* Text excerpt:
::::::
Skip to content

Ascend-Huawei/st-gcn_4d

Repository files navigation

4-D STGCN

Introduction:

A graph convolutional network for skeleton based action recognition. This paper proposed a novel model of dynamic skeletons called Spatial Temporal Graph Convolutional Networks (ST-GCN), which moves beyond the limitations of previous methods by automatically learning both the spatial and temporal patterns from data. The proposed approach also has greater generalization capability than existing approaches.

Kindly refer to the below link for the code repository of the paper, which holds the codebase, dataset and models: Github

What is different in this repository:

While maintaining the same performance and flexibility in both training and inference, in this repository, we change the original model implementation from 5D input to 4D input, and replace the Einsum operator with the equivalent Matmul operation, enabling the model for more general usage on non-GPU/CPU devices. For example, for Huawei's Ascend AI processor, by the date of this repository, the CANN software stack does not support 5D or Einsum yet. This could apply to other ASIC/FPGA AI processors. Details are provided in the below sections.
::::::
Entries from a point annotation set:
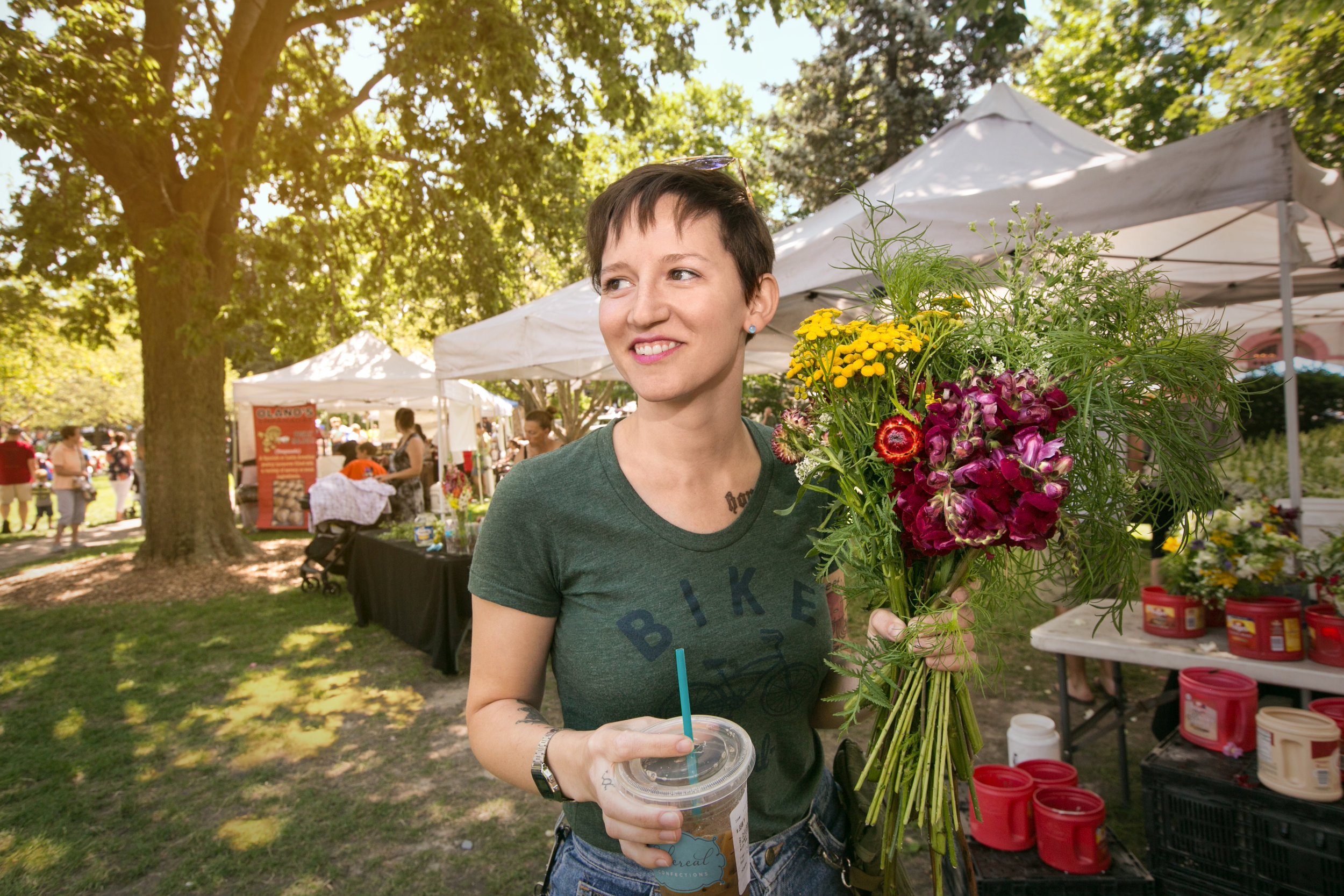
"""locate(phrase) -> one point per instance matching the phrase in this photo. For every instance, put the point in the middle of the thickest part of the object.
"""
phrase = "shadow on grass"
(242, 743)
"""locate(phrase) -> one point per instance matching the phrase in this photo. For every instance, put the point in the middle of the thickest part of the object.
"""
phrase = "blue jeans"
(799, 862)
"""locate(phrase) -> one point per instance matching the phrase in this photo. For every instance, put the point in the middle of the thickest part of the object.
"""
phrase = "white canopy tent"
(1234, 216)
(362, 374)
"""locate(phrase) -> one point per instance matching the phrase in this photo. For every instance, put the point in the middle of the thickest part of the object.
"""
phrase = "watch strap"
(542, 774)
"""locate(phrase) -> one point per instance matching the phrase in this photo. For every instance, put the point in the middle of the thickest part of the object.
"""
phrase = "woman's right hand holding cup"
(593, 755)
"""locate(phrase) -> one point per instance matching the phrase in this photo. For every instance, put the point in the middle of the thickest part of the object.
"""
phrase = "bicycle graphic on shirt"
(781, 687)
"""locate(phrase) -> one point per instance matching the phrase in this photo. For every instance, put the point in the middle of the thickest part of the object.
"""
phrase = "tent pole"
(1289, 353)
(444, 453)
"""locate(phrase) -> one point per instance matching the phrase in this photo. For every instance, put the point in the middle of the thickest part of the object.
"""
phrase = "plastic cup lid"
(724, 758)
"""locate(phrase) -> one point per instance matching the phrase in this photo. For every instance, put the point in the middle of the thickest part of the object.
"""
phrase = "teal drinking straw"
(686, 715)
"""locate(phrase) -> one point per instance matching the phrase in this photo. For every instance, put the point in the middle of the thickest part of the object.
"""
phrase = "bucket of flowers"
(968, 425)
(460, 535)
(1241, 553)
::::::
* Given exercise: Change every "repository" to "repo" in the 4-D STGCN page, giving everything from "Kindly refer to" down to "the below sections.". The rows are not required for this work.

* Answer in full:
Kindly refer to the below link for the code repo of the paper, which holds the codebase, dataset and models: Github

What is different in this repo:

While maintaining the same performance and flexibility in both training and inference, in this repo, we change the original model implementation from 5D input to 4D input, and replace the Einsum operator with the equivalent Matmul operation, enabling the model for more general usage on non-GPU/CPU devices. For example, for Huawei's Ascend AI processor, by the date of this repo, the CANN software stack does not support 5D or Einsum yet. This could apply to other ASIC/FPGA AI processors. Details are provided in the below sections.